● **Provided text**:
== Segment start ==

By Claude Martin
There is often a technological solution to environmental problems. But it is
important to carefully select the best rather than rush to implement the
first available. The consequences, otherwise, can be far-reaching and
disastrous.
Gland, Switzerland: Ever since man began to make tools, his belief in
his ability to invent his way out of trouble has steadily increased. Such
confidence is not entirely misplaced. From the wheel and the stone axe to
the internal combustion engine and the computer, technology has been
crucial to the evolution of human society, increasing the capacity for
action and intervention in terrestrial processes and helping to solve many
problems of health, shelter, and the general conditions of life.
But as our reliance on technology has increased, so the ambivalence of
its effects has become more apparent. For machines and technological
processes can damage and destroy the life of our world even as in some
respects they save and enhance it.
Nowhere has this technological dilemma been better exposed than in the
growth of the environmental movement during the past 35 years or so.
Environmentalists have drawn attention to the disastrous consequences
of industrial pollution, of the slavish reliance on chemicals to boost food
production, of the profligate burning of fossil fuels, and of many other
effects of the human obsession with tool-making.
Yet even within the environmental movement there is disagreement over
the pace, scale, and future possibilities of technological development.
Some would argue, for example, that the rapid spread of electronic
communications - telephone, television, the Internet, and e-mail, will
ultimately reduce dramatically the world's demand for paper, thus
allowing the replacement of forests we have lost during our years of
dependence on the printed word.
Others, more pessimistic - or merely realistic - point out that many,
perhaps most people in the world today have never seen a telephone,
much less a television or a computer: they have yet even to reach the
stage of the thoughtless consumption of paper and other resources
about which the advanced industrialised world is now finally beginning to
have a conscience. The possibilities offered by technology, for the basic
quality of life, let alone for environmental improvement, depend very much
on where you live.

== Segment end ==

● **What to do**: Pick up the essay on technology and the environment after its final sentence and continue it in the same voice.

● **Data extracts**:
== Segment start ==

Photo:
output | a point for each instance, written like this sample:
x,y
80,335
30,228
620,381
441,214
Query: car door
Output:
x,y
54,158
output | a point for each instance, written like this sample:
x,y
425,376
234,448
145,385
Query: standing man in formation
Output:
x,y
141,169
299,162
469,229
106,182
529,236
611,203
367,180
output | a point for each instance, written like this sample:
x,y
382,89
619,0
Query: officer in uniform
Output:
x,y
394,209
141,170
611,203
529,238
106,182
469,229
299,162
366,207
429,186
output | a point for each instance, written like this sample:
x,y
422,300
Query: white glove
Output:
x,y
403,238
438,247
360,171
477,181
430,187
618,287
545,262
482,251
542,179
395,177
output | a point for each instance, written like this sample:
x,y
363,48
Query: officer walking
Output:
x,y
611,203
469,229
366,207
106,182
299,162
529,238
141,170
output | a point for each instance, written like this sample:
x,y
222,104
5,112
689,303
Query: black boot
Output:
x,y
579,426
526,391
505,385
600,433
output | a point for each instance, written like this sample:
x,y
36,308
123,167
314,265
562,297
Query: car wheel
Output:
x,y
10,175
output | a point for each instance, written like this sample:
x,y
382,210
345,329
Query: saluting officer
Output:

== Segment end ==

● **Result of this task**:
Moreover, the demands of technologically advanced societies have so
far tended to increase rather than diminish pressure on dwindling natural
resources. That fact not only increases the imbalance between the rich
and poor countries but also raises grave doubts about what will be left
for the future if "progress" continues at its current frantic pace.
My own view is that there is a place for technological solutions to the
problems of over-consumption, pollution and environmental degradation,
and unsustainable use of resources. But if such solutions are really to
work, we must design them appropriately and make sure the technology
is the best we can devise, rather than committing ourselves blindly to the
first new discovery that comes to hand.
To illustrate my point, take the case of DDT, once seen as the miracle
pesticide that would not only increase food production but also combat
killer diseases spread by mosquitoes. Widely used in agriculture, DDT
was identified by the mid-1950s as the chief weapon against malaria, one
of the main causes of death in developing countries. The World Health
Organization made the chemical the centrepiece of an ambitious campaign
aimed at nothing less than the total eradication of malaria.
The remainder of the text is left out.